→ Data to process:
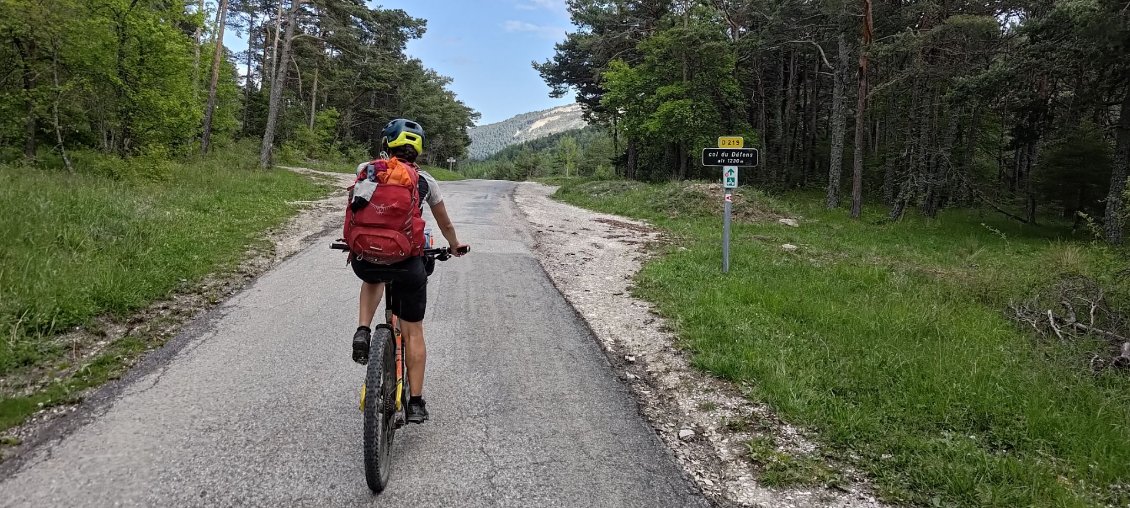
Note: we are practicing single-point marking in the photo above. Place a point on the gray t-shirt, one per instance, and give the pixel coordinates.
(429, 190)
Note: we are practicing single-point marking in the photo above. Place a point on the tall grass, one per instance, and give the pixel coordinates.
(120, 234)
(891, 341)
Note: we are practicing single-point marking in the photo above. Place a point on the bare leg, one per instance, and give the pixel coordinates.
(370, 299)
(417, 355)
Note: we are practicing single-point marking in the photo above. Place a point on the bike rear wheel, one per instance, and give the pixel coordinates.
(380, 409)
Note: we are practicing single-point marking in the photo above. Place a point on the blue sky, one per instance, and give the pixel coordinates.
(486, 47)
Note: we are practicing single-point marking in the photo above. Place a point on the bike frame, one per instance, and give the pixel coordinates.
(398, 339)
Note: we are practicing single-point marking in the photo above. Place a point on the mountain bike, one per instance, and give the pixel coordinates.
(387, 378)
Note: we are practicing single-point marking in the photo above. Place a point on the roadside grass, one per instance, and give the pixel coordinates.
(112, 238)
(891, 341)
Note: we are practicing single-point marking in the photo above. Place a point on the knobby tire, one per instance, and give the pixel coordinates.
(380, 409)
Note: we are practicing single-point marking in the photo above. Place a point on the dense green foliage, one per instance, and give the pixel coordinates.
(132, 78)
(889, 341)
(1022, 105)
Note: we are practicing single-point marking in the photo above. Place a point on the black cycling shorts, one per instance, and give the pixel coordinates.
(408, 290)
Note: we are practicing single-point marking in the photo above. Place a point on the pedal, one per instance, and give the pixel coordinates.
(361, 352)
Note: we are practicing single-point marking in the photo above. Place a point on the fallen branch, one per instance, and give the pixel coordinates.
(1051, 321)
(1100, 331)
(1123, 359)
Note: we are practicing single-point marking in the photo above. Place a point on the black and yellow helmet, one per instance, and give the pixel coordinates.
(402, 132)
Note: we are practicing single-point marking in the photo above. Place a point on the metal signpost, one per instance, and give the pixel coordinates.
(730, 155)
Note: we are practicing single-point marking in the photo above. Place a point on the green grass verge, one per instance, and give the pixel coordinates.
(891, 341)
(112, 238)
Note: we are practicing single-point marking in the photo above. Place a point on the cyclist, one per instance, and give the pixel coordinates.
(403, 140)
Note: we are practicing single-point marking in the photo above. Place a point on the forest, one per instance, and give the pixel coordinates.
(1019, 106)
(318, 79)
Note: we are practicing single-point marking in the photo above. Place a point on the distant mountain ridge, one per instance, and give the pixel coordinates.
(487, 140)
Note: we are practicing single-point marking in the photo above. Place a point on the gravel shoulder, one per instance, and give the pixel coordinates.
(592, 259)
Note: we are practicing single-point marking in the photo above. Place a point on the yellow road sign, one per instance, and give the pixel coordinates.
(731, 141)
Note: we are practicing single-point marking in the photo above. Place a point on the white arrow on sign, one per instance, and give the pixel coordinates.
(730, 177)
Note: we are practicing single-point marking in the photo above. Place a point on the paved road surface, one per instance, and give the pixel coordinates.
(257, 404)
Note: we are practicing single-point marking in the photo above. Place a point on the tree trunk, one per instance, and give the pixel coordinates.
(1115, 206)
(196, 53)
(313, 97)
(246, 79)
(275, 46)
(54, 107)
(633, 158)
(683, 160)
(279, 81)
(790, 112)
(1029, 182)
(857, 183)
(31, 123)
(217, 57)
(839, 122)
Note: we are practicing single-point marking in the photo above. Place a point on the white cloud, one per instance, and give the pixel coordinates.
(549, 32)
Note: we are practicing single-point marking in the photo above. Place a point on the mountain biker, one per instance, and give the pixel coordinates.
(403, 140)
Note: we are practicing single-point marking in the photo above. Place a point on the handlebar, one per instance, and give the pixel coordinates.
(441, 253)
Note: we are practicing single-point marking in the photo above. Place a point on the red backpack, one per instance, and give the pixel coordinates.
(389, 227)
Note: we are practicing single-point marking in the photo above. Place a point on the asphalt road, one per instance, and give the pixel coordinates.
(257, 403)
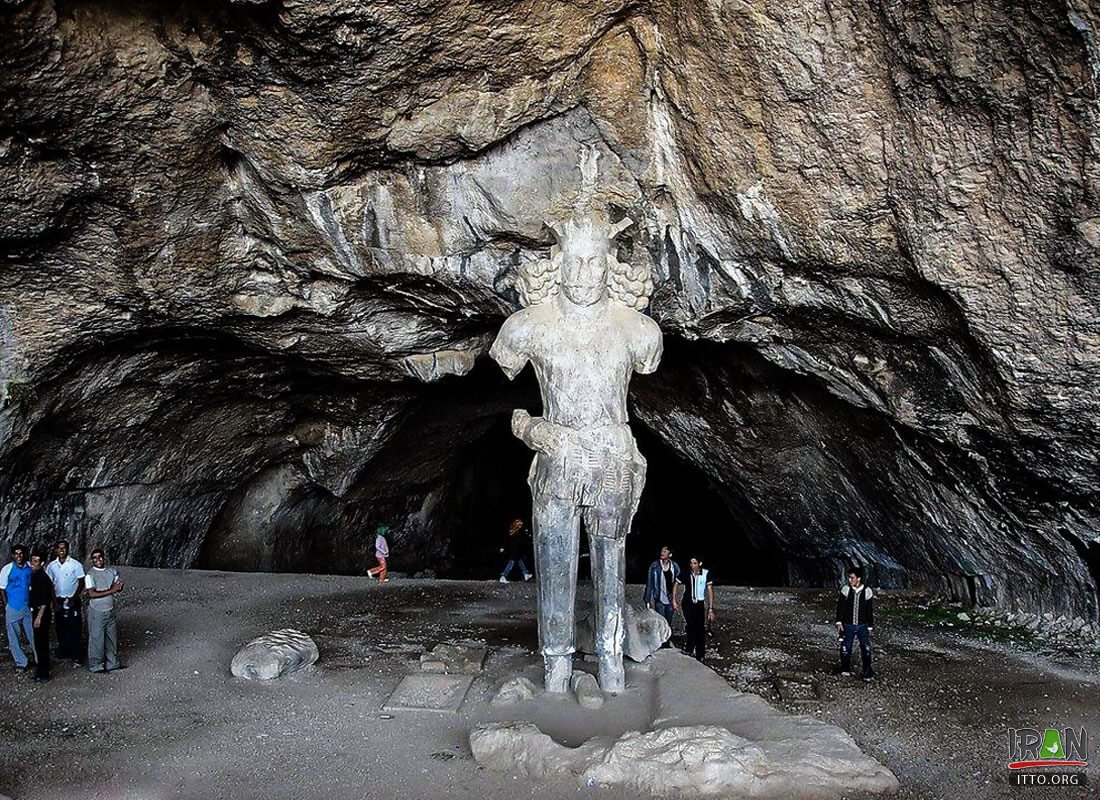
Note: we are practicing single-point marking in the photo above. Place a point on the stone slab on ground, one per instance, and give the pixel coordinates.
(453, 659)
(429, 692)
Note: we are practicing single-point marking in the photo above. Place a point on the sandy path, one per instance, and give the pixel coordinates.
(175, 723)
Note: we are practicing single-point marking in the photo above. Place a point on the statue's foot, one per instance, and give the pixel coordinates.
(559, 671)
(612, 676)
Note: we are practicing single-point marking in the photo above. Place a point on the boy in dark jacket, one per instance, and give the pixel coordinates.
(42, 602)
(855, 617)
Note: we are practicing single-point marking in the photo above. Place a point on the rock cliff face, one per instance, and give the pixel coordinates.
(246, 249)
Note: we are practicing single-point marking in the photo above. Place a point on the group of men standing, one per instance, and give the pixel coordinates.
(667, 592)
(35, 593)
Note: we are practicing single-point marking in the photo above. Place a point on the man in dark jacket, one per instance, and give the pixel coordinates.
(660, 585)
(855, 617)
(515, 549)
(42, 602)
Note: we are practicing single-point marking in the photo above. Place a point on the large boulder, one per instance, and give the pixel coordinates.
(274, 655)
(644, 631)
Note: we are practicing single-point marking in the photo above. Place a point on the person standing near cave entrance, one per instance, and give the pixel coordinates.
(15, 593)
(697, 605)
(381, 552)
(101, 584)
(67, 574)
(661, 585)
(855, 618)
(515, 549)
(42, 602)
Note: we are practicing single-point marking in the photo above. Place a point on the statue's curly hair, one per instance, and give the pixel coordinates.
(628, 284)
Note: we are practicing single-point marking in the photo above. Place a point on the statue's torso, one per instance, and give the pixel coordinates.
(583, 361)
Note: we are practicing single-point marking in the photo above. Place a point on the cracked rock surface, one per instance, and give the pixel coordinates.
(248, 249)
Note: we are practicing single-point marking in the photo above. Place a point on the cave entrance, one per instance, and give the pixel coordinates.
(679, 507)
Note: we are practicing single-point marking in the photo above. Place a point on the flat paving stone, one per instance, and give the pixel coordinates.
(429, 692)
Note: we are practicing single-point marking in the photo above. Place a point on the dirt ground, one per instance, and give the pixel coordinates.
(176, 724)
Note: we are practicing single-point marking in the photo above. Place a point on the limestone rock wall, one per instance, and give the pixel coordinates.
(232, 236)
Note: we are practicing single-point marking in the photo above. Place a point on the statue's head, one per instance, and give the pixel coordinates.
(582, 265)
(583, 251)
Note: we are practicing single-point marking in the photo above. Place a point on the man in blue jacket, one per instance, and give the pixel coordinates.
(15, 593)
(855, 618)
(660, 585)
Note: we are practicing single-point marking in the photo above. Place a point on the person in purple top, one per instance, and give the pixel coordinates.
(15, 593)
(381, 552)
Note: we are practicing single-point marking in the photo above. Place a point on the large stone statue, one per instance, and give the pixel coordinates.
(584, 335)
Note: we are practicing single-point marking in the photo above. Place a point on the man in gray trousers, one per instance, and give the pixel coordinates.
(102, 583)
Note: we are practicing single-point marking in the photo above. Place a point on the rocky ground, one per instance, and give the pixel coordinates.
(175, 723)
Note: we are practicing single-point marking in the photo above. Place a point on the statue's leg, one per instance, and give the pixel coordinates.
(557, 527)
(607, 523)
(607, 590)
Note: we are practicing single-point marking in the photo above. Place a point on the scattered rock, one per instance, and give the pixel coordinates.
(586, 690)
(645, 632)
(274, 655)
(515, 690)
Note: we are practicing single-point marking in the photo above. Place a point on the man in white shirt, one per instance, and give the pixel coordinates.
(67, 574)
(102, 583)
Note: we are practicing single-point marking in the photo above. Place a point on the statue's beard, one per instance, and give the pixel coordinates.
(583, 295)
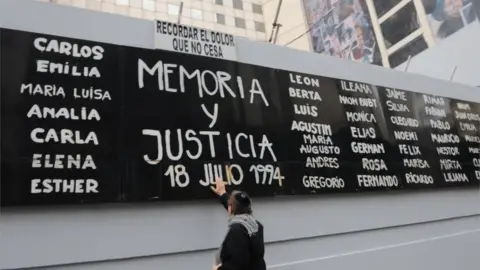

→ Work item: Word for word, write out each line of the records, but leave the pictures behind.

→ Answer section:
Note: we are practicing single-point marking in the photo above. Place a point on the gray t-shirt, one per instance, and give the pixel coordinates.
(429, 190)
Note: we are practicing single-point marking in the photo above. Place a point on the tall grass, one per instance, and give the pixel coordinates.
(120, 234)
(891, 341)
Note: we are practicing single-point marking in the photo above. Place a point on the bare leg, one per instance, and give the pixel coordinates.
(370, 299)
(417, 355)
Note: we are practicing single-point marking in the photo above. Place a point on the bike rear wheel, one per instance, and give the pixel coordinates.
(380, 409)
Note: we are practicing single-point marking in the photo above. Place a point on the blue sky, one per instance, and give the pixel coordinates.
(486, 47)
Note: we are practicing single-point marking in the photo above. Place a point on the bike frame, one per instance, and give the pixel coordinates.
(398, 339)
Note: we are practicing single-point marking in the photo above. Place a point on the mountain bike, one per instance, and give the pixel coordinates.
(387, 378)
Note: we are practicing single-point marking in the photo above. Place a point on the roadside grass, one per instance, and give the pixel coordinates.
(112, 238)
(891, 341)
Note: we are practicing single-point marking in the photo above. Place a point on the knobby tire, one per instance, and give the pixel coordinates.
(380, 409)
Note: we are practicing single-point marking in the photo above. Place a point on the dense green foliage, one per instance, and give the pixel coordinates.
(132, 78)
(889, 341)
(1022, 105)
Note: we are practicing single-point marking in the photo above. Place a point on the black cycling shorts, one per instance, and give the pixel coordinates.
(408, 290)
Note: we are practicing single-point marking in the photo above. Place a point on the pedal, one per instance, and give the pixel coordinates.
(361, 352)
Note: we are practicing single-point marking in the photo above. Place a point on the fallen branch, one per instance, and give the pixel coordinates.
(1051, 321)
(1100, 331)
(1123, 359)
Note: we are practicing single-point marking in the photo above. Place a point on the black and yellow helmet, one per instance, and give the pixel coordinates.
(402, 132)
Note: we are practicing single-point marking in the photo above. Place a point on the metal signpost, one per instance, and give the pixel coordinates.
(730, 155)
Note: we are practicing single-point marking in the photo above. Place a point on the green grass verge, one per instance, and give the pixel coordinates.
(891, 341)
(112, 238)
Note: we are practicing single-point marking in the photo above. Place a point on the cyclist, one per instance, and give the pixel coordinates.
(403, 140)
Note: we are practicing single-point marking in the photo above. Place a point on the forest, one per instance, and give the pixel coordinates.
(1019, 106)
(318, 79)
Note: we are practicing single-point marking in the photo above. Place a point on the distant mountain ridge, one per instance, and give the pixel coordinates.
(487, 140)
Note: we are practicing single-point marking in the photo above. Place a point on the gravel shoulder, one per instance, and give the pixel coordinates.
(592, 259)
Note: we are practicing single-point marking in the photo above. Place a point on the yellow road sign, one per instance, and give the pixel coordinates.
(731, 141)
Note: we are practicing single-point marking in the photo above. Place a point on the white arrow on sign, one per instance, and give the pixel coordinates.
(730, 177)
Note: we are practicing single-point marking in the photo above. Place a point on the paved road surface, one per instance, and give the pixel coordinates.
(257, 404)
Note: we are practicing single-point marking in the photo above. Place a point on the tree trunk, one per instance, and give the pixel coordinates.
(1115, 206)
(196, 53)
(313, 97)
(246, 79)
(275, 46)
(54, 107)
(633, 158)
(683, 160)
(279, 81)
(790, 112)
(1029, 182)
(857, 183)
(31, 123)
(217, 57)
(839, 122)
Note: we are practicing single-point marking in the photo above. Place a point on the white cloud, one per instance, and give the pixel coordinates.
(549, 32)
Note: we are practicing single-point marking in the photo above. Place a point on the mountain biker, one per instance, and give the pixel coordinates.
(403, 140)
Note: we are practicing single-point marking in the photo above. Place a point on the handlebar, one per instance, and give the pixel coordinates.
(441, 253)
Note: we are practicing single-point marking in the photo above. Place a point on the red backpack, one per instance, and give the pixel coordinates.
(389, 227)
Note: we are practicing single-point marking in the photo above. Place a point on the asphalt road, one per instance, and give the pixel coordinates.
(257, 403)
Note: we are practicing single-point marking in the photo above. Place a point on the stone slab on ground, one per instance, and give the pixel coordinates.
(453, 659)
(429, 692)
Note: we are practicing single-point marking in the photo above. Place a point on the sandy path, one per instance, and give the pixel coordinates.
(175, 723)
Note: we are practicing single-point marking in the photo above. Place a point on the statue's foot, one per instance, and give the pixel coordinates.
(559, 671)
(612, 676)
Note: we are practicing single-point marking in the photo above. Place a point on the boy in dark jacket, one per instance, and give the pixel coordinates.
(42, 602)
(855, 617)
Note: we are practicing single-point marking in the photo above. Place a point on the rock cliff face, one per instance, and give the pixel coordinates.
(246, 249)
Note: we are practicing single-point marking in the photo above. Place a point on the group of men standing, one per instance, and give the pixel coordinates.
(667, 592)
(35, 593)
Note: we are practicing single-point marking in the photo above. Place a point on the man in dark jacket, one per instance, and give the pixel coordinates.
(660, 585)
(855, 617)
(515, 549)
(42, 602)
Note: we are practicing single-point marking in the photo above. Place a point on the large boulder, one per instance, and give the pixel coordinates.
(274, 655)
(644, 631)
Note: we are practicing single-point marking in the photo above. Place a point on the person standing near cave entrance, one per instance, and give the pixel coordinates.
(15, 593)
(697, 605)
(381, 552)
(101, 584)
(67, 574)
(661, 585)
(855, 618)
(515, 549)
(42, 602)
Note: we are practicing single-point marking in the photo above. Place a point on the statue's curly hair, one per instance, and give the pixel coordinates.
(628, 284)
Note: we are practicing single-point marking in the photo above. Place a point on the statue's torso, one per instance, and give the pixel coordinates.
(583, 361)
Note: we are practicing single-point marking in the photo above. Place a point on the cracked rock surface, one per instance, and give the pixel coordinates.
(248, 249)
Note: we are practicing single-point marking in the photo above. Place a point on the cave entrance, one per instance, and give the pixel coordinates.
(679, 507)
Note: we are practicing single-point marking in the photo above. Place a point on the flat paving stone, one per instance, and give the pixel coordinates.
(429, 692)
Note: we are practicing single-point marking in the photo above. Place a point on the dirt ground, one per instance, and give the pixel coordinates.
(176, 724)
Note: we are practicing single-point marking in the photo above. Place a point on the limestone rock wall, one per instance, and give the pixel coordinates.
(232, 236)
Note: we are practicing single-point marking in the photo above. Place a point on the statue's head, one per instance, and give the pixel coordinates.
(582, 265)
(583, 251)
Note: we are practicing single-point marking in the photo above. Place a point on the man in blue jacket, one per instance, and give the pixel coordinates.
(15, 593)
(855, 618)
(660, 585)
Note: we are practicing single-point marking in the photo above. Place a point on the person in purple top, one per instance, and give the pixel coordinates.
(15, 593)
(381, 552)
Note: we are practicing single-point marking in the photo above. Place a point on the large stone statue, one per instance, and give the pixel coordinates.
(584, 335)
Note: we are practicing single-point marking in the photo above. Place a point on the man in gray trousers, one per instance, and give the pixel coordinates.
(102, 583)
Note: we are practicing single-point marking in the photo above. Place a point on the rocky ground, one per instance, and give the pixel coordinates.
(175, 723)
Note: we are practicing single-point marking in the photo above. Place a point on the statue's leg, one per instance, and give the pixel coordinates.
(557, 527)
(607, 523)
(607, 590)
Note: we are practicing single-point marking in the photo above. Place a point on the scattered rock, one per instance, and give the pixel coordinates.
(586, 690)
(645, 632)
(274, 655)
(515, 690)
Note: we are practicing single-point marking in the photo above. Place a point on the man in white shirt, one per instance, and give the pixel coordinates.
(67, 574)
(102, 583)
Note: we are practicing single-point marking in the photo above. Place a point on the statue's beard, one per instance, and give the pixel coordinates.
(583, 295)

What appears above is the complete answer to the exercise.